*** Opening of Text block ***

I didn't have your typical college life. I attended community college for two years after graduating high school before transferring to a university that was only an hour's drive from home.
I lived in an on campus suite my first semester. It was designed for four but there were only two of us so we each had our own room and plenty of room to spread out.
Still, I went home every weekend. My mother is the most giving person on the planet and she was still graciously doing my laundry. I know, I know.
The next year I lived in an on campus apartment with four teeny tiny bedrooms, a small living room/kitchen and one bathroom for four girls! Needless to say, I still went home every weekend. Mainly to keep tabs on my boyfriend at the time, who had a tendency to stray.
And of course, to have my laundry done.
The last year I didn't even bother staying down there at all. I commuted, driving my little 10 year old blue Mazda to its final death and demise. My gracious mother allowed me to drive her big red Thunderbird until I graduated that May.
In April, just weeks before I graduated, I met Darin, on my 23rd birthday. I knew I was going to marry him almost from the very beginning and finally said goodbye to the boyfriend with the wandering eye.

*** Close of Text block ***
*** Opening of Given entries ***

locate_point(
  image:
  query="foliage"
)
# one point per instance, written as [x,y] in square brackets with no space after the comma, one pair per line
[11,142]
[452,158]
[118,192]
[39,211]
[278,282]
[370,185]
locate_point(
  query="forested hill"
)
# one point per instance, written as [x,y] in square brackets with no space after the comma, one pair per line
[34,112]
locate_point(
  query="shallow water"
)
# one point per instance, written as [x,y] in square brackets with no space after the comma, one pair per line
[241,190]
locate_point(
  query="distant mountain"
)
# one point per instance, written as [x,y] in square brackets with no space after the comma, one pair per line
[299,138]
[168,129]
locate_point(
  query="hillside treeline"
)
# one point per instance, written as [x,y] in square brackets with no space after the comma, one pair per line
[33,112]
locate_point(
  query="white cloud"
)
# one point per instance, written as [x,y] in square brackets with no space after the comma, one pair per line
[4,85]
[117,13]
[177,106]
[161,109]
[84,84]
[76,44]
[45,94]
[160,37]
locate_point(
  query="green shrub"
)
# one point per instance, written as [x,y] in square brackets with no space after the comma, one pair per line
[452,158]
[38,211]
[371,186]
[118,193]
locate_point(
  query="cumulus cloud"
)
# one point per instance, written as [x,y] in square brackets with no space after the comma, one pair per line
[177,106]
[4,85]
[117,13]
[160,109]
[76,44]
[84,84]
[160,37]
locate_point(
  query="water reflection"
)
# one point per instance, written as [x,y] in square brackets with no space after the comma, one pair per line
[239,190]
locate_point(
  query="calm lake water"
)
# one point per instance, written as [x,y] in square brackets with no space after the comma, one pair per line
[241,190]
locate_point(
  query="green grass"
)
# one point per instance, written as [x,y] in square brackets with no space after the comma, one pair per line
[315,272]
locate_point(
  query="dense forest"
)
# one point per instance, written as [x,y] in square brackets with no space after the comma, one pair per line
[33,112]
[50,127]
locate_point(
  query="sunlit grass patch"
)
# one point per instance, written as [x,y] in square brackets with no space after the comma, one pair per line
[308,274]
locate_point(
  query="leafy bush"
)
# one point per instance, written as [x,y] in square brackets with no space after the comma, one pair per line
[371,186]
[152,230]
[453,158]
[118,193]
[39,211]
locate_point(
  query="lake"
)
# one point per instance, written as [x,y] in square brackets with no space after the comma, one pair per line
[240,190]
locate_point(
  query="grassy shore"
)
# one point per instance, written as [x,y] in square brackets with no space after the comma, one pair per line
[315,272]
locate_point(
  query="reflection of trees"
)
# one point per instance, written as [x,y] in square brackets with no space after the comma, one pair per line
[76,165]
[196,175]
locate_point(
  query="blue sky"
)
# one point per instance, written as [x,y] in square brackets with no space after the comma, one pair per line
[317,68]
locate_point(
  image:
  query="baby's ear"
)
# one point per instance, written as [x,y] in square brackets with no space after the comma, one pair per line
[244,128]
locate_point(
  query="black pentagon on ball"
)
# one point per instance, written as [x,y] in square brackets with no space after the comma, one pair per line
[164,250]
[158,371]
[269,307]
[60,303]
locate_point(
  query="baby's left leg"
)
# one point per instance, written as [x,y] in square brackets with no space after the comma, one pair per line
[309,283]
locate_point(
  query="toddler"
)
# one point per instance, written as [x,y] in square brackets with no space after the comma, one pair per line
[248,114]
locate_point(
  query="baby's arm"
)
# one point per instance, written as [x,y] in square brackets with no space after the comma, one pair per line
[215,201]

*** Close of Given entries ***

■ **Prompt 1**: Transcribe the passage of the text about college life from "I lived in an on campus suite" to "tendency to stray.".
■ **Prompt 2**: Write the next part of the text about college life, picking up after its final sentence.

■ **Final answer 1**:
I lived in an on campus suite my first semester. It was designed for four but there were only two of us so we each had our own room and plenty of room to spread out.
Still, I went home every weekend. My mother is the most giving person on the planet and she was still graciously doing my laundry. I know, I know.
The next year I lived in an on campus apartment with four teeny tiny bedrooms, a small living room/kitchen and one bathroom for four girls! Needless to say, I still went home every weekend. Mainly to keep tabs on my boyfriend at the time, who had a tendency to stray.

■ **Final answer 2**:
After graduating I still had no clue what I wanted to do with my life since I had already decided that a career in law enforcement was not for me. Here I was with a bachelor's degree in Criminal Justice and no career prospects in sight.
I wasn't feeling very much like a grown up.
I did find a job pretty quickly, as a receptionist in a chiropractor's office. The chiropractor had a bad temper and smoked like a chimney and I knew there had to be more to life than this. I mean, really, I went to school four years for this?
It lasted about three months. Maybe not quite that long.
I had, luckily, saved enough money to make a couple of months' payments on my brand new red Mustang I had bought after graduating and found a job in the finance business that September.
I continued to live with my mother (who, yes, was still doing my laundry!) though I spent several nights a week at Darin's house. We got married after three years of dating and I finally started doing my own laundry but did I feel like a grown up yet?
Not really.
We had Devin after two years of marriage so now I was a wife and a working mother but I can't recall a defining moment during that time that said, "you're a grown up now!"
Darin was a handle it kind of person so I never felt like I was facing the great big world on my own. If I had a problem, I called him and he would fix it.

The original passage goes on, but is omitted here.